#### Quoted text:
%%
# Expected value of betting gains (de Finetti)/ Law of Total Probability

Reading de Finetti's "Foresight", there is an issue I would like to clarify:

We have $n$ mutually exclusive events, $E_1, E_2, \dots, E_n$, that we believe to occur with probability $p_1, p_2, \dots, p_n$ respectively. Now we want to bet on those events, so if for example $E_1$ materialized and the others not, we would make a gain of $(1-p_1)S_1 - p_2S_2 - \dots -p_nS : = G_1$, that is we wager $p_1S_1 + p_2S_2+ \dots + p_nS_n$ to win either $S_1, S_2$, or $S_n$.

This gives a system of linear equations, with the determinant of the coefficient matrix necessarily equal to zero. Otherwise, we could construct a Dutch Book.

$$\begin{vmatrix} 1-p_1 & -p_2 & -p_3 &\dots & -p_n \\ -p_1 & 1-p_2 & -p_3 & \dots & p_n \\ \vdots & \vdots & \vdots & & \vdots \\ -p_1 & -p_2 & -p_3 & \dots & 1-p_n \end{vmatrix} = 1 - \sum_{i = 1}^n p_i = 0$$

De Finetti now claims that, if the determinant is equal to $0$, the expected value of the gains is equal to $0$, or $\sum_{i=1}^n p_iG_i = 0$. I verified the result for the first three dimensions, but have failed to generalize it so far.

Any input would be highly appreciated!

Although this can be done by simplifying the double summation, it might be more revealing to do the algebra with matrix notation.

Let $p=(p_1,p_2,\ldots, p_n)^\prime$, $S=(S_1,S_,\ldots, S_n)^\prime$, and $G=(G_1,G_2,\ldots,G_n)^\prime$ represent the information as column vectors. Write $\mathbf{1}=(1,1,\ldots, 1)^\prime$ and let $\mathbb{I}_n$ be the $n \times n$ identity matrix.
%%
Segmentation dataset records
%%
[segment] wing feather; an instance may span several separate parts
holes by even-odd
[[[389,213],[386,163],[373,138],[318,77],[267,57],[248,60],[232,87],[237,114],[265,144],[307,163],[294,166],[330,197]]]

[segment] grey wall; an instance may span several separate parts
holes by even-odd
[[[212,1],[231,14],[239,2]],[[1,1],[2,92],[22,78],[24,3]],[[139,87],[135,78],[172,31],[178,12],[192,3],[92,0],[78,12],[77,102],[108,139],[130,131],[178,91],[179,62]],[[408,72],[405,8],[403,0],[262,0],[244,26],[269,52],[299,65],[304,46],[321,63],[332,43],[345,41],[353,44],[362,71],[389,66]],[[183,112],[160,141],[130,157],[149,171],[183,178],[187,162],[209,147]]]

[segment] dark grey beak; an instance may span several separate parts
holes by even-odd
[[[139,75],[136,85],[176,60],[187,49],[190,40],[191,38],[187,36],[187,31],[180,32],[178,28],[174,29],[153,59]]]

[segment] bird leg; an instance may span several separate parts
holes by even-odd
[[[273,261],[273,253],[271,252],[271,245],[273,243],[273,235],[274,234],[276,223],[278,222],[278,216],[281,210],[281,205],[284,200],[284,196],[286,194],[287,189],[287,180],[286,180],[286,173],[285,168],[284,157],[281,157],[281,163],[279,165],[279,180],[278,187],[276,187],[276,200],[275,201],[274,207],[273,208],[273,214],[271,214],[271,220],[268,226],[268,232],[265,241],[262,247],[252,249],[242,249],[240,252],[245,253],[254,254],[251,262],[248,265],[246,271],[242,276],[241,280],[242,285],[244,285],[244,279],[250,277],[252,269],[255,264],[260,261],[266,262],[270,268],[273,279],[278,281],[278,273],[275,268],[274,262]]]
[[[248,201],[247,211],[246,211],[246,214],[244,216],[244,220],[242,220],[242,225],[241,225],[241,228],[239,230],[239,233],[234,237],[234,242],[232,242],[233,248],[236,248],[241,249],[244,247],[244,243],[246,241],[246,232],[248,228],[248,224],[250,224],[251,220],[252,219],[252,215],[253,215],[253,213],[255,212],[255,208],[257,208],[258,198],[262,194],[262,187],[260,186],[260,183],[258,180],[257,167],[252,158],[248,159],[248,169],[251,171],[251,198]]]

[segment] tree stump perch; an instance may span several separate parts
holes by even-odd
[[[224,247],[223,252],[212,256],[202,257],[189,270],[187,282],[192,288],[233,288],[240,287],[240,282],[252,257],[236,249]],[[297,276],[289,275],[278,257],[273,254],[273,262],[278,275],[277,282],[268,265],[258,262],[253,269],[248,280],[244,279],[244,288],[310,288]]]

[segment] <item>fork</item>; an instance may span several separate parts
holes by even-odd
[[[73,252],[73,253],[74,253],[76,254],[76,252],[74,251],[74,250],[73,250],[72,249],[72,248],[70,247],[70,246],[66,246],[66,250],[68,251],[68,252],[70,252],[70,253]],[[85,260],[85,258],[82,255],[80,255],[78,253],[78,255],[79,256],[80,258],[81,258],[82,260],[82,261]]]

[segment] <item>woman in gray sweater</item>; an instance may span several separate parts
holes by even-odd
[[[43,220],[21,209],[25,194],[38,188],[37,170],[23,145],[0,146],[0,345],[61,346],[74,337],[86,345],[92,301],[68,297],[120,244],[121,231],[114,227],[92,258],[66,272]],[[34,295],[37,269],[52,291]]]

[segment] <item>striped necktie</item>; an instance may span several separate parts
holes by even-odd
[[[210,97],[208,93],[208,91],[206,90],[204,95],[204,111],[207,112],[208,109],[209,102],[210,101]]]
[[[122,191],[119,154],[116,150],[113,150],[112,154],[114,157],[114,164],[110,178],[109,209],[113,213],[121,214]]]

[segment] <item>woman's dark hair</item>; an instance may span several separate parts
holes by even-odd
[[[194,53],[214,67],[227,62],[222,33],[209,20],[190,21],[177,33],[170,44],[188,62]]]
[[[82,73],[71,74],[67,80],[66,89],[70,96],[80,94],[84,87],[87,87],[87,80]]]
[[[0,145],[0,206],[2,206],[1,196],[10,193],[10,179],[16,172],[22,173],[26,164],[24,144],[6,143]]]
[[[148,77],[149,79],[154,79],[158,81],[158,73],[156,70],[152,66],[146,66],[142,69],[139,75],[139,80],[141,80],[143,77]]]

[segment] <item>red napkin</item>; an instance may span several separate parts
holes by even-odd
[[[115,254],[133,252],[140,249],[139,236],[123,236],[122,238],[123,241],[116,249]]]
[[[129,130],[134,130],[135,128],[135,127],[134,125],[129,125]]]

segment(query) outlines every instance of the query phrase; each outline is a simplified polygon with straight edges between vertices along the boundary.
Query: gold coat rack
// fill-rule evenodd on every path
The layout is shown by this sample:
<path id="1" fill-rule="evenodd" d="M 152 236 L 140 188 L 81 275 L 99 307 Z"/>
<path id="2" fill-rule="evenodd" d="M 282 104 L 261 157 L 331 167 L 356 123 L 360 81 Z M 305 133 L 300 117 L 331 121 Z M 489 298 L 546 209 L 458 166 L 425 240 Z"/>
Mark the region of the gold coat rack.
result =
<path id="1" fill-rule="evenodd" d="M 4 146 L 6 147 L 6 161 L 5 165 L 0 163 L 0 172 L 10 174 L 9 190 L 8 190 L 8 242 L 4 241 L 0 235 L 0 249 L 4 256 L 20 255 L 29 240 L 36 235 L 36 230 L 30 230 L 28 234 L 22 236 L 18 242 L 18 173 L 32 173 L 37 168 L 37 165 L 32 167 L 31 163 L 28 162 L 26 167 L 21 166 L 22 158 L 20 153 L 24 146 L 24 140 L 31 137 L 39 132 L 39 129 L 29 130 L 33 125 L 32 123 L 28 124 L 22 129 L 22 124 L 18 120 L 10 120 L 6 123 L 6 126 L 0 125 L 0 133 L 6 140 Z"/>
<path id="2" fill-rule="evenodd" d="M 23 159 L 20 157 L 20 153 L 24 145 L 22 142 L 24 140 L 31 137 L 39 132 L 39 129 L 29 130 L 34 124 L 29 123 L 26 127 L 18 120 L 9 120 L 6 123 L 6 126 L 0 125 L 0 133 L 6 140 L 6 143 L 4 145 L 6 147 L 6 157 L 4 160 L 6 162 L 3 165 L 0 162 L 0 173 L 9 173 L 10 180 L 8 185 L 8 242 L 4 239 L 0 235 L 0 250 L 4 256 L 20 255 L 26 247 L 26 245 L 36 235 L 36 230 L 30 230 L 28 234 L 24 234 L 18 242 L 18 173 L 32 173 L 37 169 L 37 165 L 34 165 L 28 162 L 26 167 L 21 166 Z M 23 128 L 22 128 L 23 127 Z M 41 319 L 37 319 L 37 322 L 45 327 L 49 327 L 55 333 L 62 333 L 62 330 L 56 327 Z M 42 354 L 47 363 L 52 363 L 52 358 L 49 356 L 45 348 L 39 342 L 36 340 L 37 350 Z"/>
%%
#### To be done:
- A) Repeat the passage of the de Finetti thread from "De Finetti now" up to and including "with matrix notation.".
- B) In the de Finetti thread, for how many dimensions did the asker verify that the expected value of the gains is zero?
The records are separate material, unrelated to the de Finetti thread.

#### Written responses:
- A)
De Finetti now claims that, if the determinant is equal to $0$, the expected value of the gains is equal to $0$, or $\sum_{i=1}^n p_iG_i = 0$. I verified the result for the first three dimensions, but have failed to generalize it so far.

Any input would be highly appreciated!

Although this can be done by simplifying the double summation, it might be more revealing to do the algebra with matrix notation.

- B) The first three dimensions.